**Your objective:** Pictures stay out. Extract the lines below from the first one through the line with "point like [338,341].", both included.

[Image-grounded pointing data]
---

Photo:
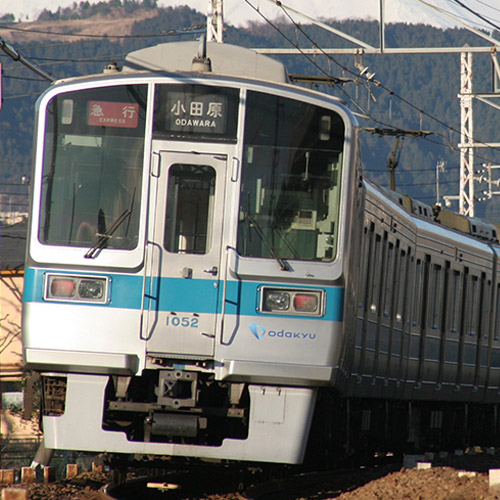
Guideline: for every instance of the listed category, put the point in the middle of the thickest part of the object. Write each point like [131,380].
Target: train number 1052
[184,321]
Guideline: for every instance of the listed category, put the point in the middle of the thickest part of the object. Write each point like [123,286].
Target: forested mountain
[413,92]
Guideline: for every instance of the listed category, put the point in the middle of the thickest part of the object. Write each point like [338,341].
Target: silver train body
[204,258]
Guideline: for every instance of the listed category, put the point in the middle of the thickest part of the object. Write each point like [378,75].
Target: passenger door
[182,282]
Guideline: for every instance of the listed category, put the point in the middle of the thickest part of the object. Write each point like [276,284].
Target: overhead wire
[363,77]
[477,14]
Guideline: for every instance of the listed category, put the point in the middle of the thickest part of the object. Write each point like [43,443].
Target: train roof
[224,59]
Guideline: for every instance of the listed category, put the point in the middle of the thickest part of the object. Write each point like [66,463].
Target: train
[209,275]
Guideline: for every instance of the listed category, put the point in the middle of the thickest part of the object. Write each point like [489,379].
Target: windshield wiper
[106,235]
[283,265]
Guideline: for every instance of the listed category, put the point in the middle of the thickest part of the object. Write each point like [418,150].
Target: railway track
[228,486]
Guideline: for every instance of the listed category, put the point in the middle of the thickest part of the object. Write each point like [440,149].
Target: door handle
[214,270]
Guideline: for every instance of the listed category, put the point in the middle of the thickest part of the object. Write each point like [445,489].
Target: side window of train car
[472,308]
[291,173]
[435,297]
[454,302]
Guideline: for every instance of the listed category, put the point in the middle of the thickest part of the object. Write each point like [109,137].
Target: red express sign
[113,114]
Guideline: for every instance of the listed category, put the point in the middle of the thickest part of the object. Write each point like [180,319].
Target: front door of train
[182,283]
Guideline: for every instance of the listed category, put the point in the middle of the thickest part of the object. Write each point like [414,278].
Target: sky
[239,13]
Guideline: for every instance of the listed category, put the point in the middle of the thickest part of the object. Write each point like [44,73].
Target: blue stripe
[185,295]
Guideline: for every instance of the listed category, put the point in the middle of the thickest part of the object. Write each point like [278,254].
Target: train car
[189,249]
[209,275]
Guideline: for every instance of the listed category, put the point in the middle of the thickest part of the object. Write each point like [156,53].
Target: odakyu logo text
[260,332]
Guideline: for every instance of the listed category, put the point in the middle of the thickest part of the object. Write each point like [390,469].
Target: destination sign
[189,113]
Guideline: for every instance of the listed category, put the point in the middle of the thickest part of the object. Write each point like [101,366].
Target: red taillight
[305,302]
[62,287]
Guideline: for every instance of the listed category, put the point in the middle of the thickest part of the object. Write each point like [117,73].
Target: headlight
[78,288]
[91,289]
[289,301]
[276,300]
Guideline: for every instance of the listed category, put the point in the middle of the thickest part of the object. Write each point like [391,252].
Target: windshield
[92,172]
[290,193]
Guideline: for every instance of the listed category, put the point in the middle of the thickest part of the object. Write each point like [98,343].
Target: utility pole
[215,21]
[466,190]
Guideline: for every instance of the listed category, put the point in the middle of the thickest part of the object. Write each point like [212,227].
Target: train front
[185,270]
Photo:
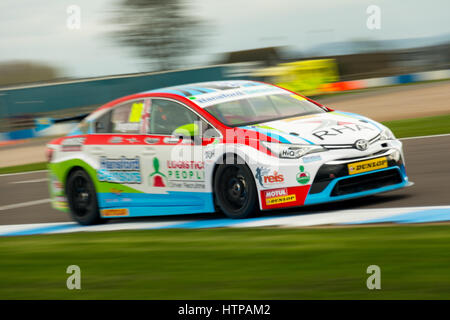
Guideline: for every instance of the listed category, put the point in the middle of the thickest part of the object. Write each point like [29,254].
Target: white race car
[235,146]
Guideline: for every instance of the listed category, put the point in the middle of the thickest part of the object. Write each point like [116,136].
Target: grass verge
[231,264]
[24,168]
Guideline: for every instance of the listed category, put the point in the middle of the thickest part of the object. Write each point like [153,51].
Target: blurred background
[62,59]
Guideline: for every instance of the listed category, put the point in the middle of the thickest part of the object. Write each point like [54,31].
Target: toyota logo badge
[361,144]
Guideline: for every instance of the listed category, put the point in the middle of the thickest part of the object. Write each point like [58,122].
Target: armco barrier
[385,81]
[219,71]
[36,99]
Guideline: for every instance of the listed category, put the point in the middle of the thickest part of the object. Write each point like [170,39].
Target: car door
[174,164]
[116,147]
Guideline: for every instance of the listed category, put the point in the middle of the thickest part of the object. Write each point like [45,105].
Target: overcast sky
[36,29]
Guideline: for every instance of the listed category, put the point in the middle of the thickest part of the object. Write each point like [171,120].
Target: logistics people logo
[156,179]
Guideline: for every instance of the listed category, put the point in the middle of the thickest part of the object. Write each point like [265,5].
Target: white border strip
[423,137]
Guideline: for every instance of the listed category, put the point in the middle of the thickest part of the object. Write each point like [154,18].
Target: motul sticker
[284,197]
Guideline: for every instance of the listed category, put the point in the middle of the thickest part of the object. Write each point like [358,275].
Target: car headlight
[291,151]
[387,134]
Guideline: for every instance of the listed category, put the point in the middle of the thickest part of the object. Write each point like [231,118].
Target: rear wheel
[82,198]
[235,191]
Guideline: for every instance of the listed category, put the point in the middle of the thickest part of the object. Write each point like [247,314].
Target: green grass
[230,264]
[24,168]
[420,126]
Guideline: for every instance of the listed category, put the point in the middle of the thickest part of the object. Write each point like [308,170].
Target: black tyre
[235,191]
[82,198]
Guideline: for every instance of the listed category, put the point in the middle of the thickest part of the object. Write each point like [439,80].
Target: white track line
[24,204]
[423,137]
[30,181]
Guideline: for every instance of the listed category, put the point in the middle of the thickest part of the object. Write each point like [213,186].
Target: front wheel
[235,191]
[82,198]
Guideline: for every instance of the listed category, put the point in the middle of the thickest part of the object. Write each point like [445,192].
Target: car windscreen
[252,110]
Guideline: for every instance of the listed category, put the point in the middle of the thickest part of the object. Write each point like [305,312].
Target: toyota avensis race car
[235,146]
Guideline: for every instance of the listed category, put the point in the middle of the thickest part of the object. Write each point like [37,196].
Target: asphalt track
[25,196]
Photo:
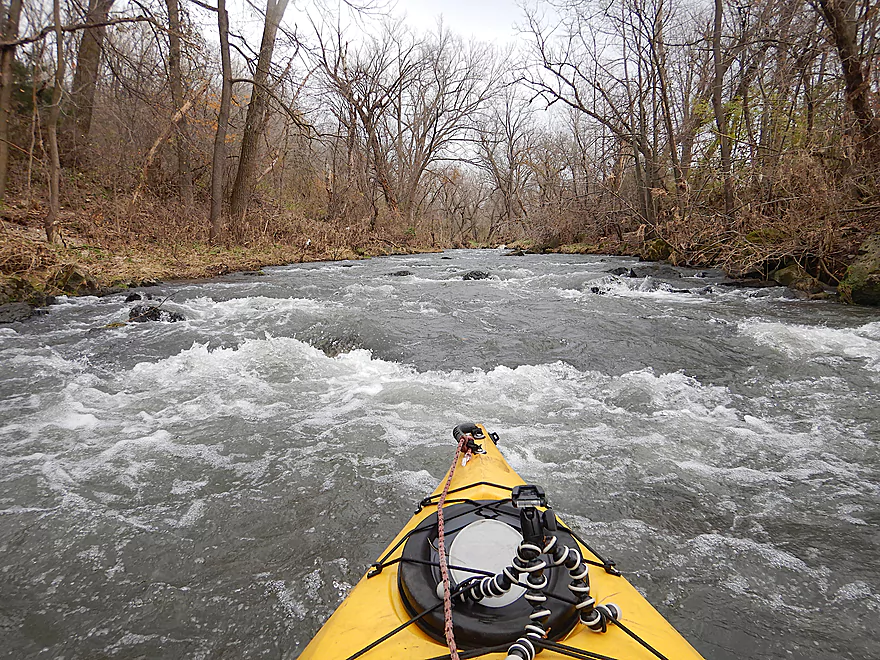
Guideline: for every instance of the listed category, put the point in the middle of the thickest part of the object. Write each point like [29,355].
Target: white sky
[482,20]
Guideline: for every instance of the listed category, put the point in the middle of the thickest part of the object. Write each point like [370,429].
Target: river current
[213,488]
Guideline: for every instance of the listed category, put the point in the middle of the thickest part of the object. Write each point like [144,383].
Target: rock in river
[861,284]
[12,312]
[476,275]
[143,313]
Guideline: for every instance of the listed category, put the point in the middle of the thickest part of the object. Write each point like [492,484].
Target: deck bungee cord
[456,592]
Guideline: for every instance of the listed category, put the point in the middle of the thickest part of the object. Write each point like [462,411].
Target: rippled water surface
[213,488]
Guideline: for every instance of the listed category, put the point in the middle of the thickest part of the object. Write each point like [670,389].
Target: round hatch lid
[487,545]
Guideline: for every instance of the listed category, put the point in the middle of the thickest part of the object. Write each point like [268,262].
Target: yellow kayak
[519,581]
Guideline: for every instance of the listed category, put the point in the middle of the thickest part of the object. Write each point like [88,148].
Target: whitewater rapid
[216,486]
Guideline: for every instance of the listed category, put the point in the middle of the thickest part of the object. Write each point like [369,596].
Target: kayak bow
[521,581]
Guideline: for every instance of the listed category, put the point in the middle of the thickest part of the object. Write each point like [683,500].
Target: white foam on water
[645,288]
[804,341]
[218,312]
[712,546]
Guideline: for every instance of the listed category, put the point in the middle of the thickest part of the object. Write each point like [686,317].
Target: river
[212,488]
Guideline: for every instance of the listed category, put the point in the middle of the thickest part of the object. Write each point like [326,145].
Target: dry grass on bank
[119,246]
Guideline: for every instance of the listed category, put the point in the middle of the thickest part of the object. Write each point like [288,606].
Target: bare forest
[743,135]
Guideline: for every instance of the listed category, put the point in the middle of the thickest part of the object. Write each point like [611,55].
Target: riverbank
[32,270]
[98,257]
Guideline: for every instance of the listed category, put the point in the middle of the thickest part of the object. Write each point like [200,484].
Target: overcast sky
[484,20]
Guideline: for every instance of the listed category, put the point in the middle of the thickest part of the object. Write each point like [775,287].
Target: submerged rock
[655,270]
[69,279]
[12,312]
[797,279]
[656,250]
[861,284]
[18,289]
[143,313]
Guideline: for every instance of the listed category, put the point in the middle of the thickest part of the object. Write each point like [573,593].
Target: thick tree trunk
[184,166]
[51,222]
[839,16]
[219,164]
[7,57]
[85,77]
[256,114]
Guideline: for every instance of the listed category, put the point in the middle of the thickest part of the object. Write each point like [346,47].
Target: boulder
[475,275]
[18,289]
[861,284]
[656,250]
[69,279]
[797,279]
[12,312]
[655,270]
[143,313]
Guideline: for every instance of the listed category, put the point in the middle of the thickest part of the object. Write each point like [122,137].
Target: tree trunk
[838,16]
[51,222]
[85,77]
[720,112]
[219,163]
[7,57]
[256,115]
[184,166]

---

**Response area:**
Photo:
Guideline: for every instance of the listed category, put the point in the middle of the thickest part of the object. Write each point like [131,380].
Target: train number 1052
[184,321]
Guideline: for every instance of the listed category, put the point in the middle of the thickest part of the object. Write each point like [123,286].
Target: forested mountain
[413,92]
Guideline: for every instance of the listed category, put the point in the middle of the thickest part of the object. Write each point like [338,341].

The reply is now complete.